### Task
Give the lines starting at the one containing "In this exercise you will indicate the blue jeans" and ending at the one containing "(1117, 345)" as a two-column CSV with the headers text and points. Each row should pair a line of wording with the coordinate lines that follow it, each value in one quoted field with line breaks turned into spaces.

### Provided data
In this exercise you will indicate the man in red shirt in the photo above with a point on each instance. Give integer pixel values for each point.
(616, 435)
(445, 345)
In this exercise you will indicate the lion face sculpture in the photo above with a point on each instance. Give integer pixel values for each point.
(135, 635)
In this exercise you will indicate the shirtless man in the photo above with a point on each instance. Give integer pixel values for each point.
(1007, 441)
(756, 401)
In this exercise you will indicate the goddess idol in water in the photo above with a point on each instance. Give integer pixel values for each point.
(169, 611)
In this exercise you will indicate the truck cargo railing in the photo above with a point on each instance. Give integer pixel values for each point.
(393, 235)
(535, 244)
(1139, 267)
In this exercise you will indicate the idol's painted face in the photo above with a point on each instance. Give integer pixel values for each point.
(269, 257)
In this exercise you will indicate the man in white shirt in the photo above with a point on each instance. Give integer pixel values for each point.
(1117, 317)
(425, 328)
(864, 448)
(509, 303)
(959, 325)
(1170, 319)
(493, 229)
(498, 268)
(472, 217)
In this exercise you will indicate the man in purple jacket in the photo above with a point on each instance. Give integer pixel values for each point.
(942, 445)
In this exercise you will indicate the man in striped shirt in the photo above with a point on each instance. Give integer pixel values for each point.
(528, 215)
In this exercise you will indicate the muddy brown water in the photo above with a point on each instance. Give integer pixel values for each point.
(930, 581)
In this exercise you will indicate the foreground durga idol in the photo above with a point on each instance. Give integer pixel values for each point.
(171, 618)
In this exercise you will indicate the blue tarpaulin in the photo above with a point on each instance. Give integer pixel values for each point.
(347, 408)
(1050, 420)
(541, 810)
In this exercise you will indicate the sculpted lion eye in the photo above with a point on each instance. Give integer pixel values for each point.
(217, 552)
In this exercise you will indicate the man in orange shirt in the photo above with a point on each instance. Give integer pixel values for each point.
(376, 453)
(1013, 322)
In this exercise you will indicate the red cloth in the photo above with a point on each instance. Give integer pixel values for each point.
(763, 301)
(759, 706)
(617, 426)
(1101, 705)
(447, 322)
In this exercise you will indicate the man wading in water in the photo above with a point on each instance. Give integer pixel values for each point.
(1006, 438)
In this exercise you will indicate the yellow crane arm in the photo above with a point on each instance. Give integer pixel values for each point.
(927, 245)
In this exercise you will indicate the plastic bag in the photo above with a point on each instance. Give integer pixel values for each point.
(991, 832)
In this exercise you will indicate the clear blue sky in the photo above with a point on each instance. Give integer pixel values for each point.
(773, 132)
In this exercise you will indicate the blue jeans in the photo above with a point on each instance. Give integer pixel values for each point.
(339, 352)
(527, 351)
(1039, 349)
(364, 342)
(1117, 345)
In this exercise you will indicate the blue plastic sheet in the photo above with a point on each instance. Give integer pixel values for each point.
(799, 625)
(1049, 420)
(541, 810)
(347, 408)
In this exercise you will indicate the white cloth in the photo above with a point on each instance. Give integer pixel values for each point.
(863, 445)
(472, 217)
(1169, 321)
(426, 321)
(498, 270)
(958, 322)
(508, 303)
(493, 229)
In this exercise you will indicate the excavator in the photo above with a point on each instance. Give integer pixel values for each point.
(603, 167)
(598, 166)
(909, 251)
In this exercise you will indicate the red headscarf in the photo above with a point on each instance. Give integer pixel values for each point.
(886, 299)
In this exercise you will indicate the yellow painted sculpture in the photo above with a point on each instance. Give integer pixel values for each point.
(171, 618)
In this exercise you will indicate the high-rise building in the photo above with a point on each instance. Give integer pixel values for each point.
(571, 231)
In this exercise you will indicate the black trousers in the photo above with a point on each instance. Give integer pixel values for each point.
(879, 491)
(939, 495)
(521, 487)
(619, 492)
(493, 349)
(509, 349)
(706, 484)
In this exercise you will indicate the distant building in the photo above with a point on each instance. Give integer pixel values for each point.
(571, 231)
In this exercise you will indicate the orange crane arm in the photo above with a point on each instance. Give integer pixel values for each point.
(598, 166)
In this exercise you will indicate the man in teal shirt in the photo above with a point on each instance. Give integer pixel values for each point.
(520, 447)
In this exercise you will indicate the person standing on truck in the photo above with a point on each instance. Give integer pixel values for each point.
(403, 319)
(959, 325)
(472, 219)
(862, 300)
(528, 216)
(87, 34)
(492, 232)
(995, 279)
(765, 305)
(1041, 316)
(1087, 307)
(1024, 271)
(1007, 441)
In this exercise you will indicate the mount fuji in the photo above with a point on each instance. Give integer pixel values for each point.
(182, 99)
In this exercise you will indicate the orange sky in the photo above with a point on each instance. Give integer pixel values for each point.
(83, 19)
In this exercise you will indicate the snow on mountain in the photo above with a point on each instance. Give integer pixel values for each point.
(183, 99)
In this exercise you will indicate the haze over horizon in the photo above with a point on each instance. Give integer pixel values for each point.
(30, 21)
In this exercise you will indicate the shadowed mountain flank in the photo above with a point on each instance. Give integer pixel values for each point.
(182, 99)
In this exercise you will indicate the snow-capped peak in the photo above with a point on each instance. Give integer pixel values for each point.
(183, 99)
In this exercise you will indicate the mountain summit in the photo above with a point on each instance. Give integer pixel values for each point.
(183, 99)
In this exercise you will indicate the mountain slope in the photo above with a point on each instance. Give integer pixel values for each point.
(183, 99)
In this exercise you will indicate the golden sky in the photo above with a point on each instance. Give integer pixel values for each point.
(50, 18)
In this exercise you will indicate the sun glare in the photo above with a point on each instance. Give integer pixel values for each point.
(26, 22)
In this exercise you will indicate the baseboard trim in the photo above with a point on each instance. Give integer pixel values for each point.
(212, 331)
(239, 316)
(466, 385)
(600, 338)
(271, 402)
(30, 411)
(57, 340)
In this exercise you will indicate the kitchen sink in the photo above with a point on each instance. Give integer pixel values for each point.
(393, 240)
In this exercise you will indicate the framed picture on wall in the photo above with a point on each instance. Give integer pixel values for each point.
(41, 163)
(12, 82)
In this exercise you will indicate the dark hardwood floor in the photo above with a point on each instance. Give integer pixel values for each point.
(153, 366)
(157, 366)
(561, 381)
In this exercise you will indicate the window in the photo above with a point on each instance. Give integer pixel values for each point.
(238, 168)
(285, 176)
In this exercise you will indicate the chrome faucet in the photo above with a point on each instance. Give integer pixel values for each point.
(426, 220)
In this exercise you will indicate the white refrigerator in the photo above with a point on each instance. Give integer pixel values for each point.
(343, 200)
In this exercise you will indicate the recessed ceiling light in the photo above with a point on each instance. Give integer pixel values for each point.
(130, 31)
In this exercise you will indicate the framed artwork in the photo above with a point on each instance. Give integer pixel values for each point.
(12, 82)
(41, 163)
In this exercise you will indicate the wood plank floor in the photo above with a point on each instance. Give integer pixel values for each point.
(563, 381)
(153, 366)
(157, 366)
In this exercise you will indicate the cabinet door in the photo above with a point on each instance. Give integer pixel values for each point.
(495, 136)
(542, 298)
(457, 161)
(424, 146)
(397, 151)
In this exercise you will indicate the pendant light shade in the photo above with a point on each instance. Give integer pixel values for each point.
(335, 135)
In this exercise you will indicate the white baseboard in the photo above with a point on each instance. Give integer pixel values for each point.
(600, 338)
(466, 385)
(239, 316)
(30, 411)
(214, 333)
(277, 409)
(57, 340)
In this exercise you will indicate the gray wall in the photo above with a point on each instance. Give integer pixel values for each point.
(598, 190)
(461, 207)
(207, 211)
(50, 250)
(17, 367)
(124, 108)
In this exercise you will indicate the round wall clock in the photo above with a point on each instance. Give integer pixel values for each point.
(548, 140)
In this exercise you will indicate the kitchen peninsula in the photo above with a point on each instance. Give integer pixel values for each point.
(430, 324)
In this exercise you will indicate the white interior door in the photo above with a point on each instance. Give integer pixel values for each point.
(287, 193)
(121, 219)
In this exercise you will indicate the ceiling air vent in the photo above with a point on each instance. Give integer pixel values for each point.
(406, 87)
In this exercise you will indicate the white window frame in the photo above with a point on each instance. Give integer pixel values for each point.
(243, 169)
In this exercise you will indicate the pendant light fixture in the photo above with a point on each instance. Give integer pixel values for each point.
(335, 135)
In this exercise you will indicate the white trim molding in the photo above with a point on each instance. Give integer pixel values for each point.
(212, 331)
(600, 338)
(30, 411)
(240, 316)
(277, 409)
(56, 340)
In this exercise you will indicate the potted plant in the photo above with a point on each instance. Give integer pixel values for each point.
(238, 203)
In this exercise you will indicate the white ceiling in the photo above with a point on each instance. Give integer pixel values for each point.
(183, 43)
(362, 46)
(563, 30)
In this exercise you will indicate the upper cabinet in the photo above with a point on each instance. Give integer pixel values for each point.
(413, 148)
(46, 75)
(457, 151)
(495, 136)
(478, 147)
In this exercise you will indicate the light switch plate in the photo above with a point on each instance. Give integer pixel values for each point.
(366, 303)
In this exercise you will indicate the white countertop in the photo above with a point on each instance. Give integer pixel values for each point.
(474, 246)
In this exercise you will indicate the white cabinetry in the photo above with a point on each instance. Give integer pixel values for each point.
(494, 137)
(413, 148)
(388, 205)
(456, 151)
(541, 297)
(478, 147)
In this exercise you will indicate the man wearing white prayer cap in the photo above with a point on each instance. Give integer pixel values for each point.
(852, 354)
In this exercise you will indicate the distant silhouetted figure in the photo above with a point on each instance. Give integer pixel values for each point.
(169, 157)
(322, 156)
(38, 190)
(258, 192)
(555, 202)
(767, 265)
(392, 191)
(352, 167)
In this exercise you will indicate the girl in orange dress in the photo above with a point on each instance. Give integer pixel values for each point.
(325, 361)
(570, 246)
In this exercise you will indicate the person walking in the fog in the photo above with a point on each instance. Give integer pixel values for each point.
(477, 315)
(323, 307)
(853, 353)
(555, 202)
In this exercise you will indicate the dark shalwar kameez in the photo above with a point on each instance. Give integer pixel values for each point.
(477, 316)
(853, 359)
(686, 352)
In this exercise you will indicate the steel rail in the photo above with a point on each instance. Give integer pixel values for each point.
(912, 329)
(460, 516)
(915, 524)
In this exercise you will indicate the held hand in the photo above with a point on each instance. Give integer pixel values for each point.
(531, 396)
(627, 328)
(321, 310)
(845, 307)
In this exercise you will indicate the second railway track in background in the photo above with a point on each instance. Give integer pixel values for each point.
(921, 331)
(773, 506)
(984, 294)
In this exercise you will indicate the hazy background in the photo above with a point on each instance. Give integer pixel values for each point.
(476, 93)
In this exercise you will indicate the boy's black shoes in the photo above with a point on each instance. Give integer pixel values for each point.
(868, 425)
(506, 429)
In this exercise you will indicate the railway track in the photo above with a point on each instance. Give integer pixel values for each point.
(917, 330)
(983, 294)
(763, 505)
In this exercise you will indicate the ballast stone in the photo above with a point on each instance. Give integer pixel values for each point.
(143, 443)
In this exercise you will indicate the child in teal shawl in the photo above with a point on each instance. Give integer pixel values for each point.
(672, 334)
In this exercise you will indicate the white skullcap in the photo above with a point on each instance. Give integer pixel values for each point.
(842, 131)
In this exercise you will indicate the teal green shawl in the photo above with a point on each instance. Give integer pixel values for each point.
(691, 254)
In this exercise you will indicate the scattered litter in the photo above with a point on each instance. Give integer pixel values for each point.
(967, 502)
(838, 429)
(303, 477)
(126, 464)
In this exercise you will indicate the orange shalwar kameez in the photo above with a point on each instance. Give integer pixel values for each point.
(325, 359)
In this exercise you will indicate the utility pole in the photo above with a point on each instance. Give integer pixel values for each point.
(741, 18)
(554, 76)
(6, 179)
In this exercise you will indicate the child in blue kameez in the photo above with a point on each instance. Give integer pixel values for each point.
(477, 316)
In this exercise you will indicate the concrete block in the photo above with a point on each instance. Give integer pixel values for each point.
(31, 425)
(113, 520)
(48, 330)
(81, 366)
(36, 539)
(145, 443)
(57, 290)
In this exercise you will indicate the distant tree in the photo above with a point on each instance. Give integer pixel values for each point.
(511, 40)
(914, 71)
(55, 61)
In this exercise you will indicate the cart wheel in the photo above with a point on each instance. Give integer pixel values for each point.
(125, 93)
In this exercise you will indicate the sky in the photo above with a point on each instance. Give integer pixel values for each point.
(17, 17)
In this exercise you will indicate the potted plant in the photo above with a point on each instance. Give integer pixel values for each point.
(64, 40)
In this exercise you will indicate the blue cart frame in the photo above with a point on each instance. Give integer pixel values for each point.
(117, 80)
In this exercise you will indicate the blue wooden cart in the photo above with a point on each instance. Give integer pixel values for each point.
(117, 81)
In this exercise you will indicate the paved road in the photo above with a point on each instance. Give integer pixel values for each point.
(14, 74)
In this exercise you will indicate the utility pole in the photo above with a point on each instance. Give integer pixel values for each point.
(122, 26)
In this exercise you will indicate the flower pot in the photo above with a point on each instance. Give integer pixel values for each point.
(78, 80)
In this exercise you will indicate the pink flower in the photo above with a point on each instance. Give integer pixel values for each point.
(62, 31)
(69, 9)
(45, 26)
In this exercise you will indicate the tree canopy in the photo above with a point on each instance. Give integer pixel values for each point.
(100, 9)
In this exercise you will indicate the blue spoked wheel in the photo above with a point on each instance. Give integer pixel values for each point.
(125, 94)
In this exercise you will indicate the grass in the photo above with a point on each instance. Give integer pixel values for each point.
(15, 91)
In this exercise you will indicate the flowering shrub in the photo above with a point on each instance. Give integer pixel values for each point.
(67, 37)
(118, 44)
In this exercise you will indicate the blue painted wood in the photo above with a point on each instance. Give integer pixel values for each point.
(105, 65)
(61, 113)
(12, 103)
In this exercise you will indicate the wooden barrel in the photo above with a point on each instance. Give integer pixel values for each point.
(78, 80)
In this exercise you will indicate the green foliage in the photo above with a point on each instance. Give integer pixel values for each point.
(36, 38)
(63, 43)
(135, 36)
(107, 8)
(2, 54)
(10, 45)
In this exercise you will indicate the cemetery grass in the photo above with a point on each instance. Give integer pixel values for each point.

### Complete answer
text,points
"In this exercise you will indicate the blue jeans in the photo above with a point on each instance. Give integer pixel values for each point.","(339, 352) (527, 351) (1039, 349) (364, 342) (1117, 345)"